In this beautifully nuanced debut novel from Syrian American author, Jennifer Zeynab Joukhadar, two parallel journeys alternate with and counter each other, highlighting the connections between the vital importance of the stories we tell and the psycho-geography of maps.

In the present day Nour is 12 and lives with her Syrian family in Manhattan. When her father dies, her mother, a mapmaker, decides to take Nour and her older sisters, Huda and Zahra, back home to Syria. For Nour in particular this is a huge upheaval – not only has she lost her father and misses the stories he used to tell, but she’s starting a new life in a country she’s never seen, and can only speak a few words of Arabic. She’s struggling with the newness of everything when their home in Homs is bombed and her sister Huda is seriously injured. Suddenly everything has changed: the family is forced to leave the ruins of their home and become refugees in the devastating Syrian conflict. They travel together, picking up new friends and losing others, facing dangers at every turn. When Huda’s wound becomes infected, Nour and her argumentative sister, Zahra, are forced to rely on their mother’s map to get them to Ceuta, a Spanish city in North Africa where they hope to find their father’s brother.

## Material shown
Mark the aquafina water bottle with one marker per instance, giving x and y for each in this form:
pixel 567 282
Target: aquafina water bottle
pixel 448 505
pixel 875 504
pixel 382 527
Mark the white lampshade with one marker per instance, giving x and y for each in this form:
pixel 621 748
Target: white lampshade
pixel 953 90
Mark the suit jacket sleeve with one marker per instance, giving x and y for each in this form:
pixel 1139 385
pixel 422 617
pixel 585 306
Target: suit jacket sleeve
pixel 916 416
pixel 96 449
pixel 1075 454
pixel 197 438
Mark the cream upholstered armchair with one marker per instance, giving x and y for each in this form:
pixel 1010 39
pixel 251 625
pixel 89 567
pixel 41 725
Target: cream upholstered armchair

## Directions
• 1. Swap "debut novel" for "first novel" in the review, rewriting it starting with "In this beautifully" and going on through "psycho-geography of maps.".
• 2. In the review, what city are Nour and Zahra relying on their mother's map to reach?
• 3. Take the review further from where it stops.
You won't need the items to complete anything here.

## Responses by task
• 1.
In this beautifully nuanced first novel from Syrian American author, Jennifer Zeynab Joukhadar, two parallel journeys alternate with and counter each other, highlighting the connections between the vital importance of the stories we tell and the psycho-geography of maps.

• 2. Ceuta, a Spanish city in North Africa.

• 3.
Intertwined with this story is the tale of Rawiya. Living the narrow, restricted life of a girl in the 12th century, she is desperate for adventure, so leaves her home in Fez (in present day Morocco), disguises herself as a boy and becomes apprentice to Al-Idrisi. She travels with him to explore and map North Africa and the eastern Mediterranean for the Norman king of Sicily. In these chapters the author uses the traditional language of the story-teller and brings out the strangeness of the journey by incorporating magical elements based on stories from the Arabian Nights; they are haunted by the terrifying roc, a giant, carnivorous bird laying waste to towns and cities.

Both stories are strikingly told tales of long, dangerous journeys in which the main character is a young girl who take risks; and in both the writer challenges the stereotype of ‘men of action’: several of the male characters demonstrate a positive, emotionally-literate and nurturing side. But, on the whole we are more strongly drawn to Nour’s story: the present day is the most convincing – a vivid portrait of an ordinary family forced into extreme situations. It could be any of us. Especially as Nour is an American child, already out of her own environment, flung into an even more unpredictable and dangerous existence just to survive.

The Map of Salt & Stars is a good novel in any case. That it’s a debut makes it even more impressive. Jennifer Zeynab Joukhadar demonstrates that she already has a huge range of skills at her disposal as well as great maturity and compassion. I look forward to her next novel.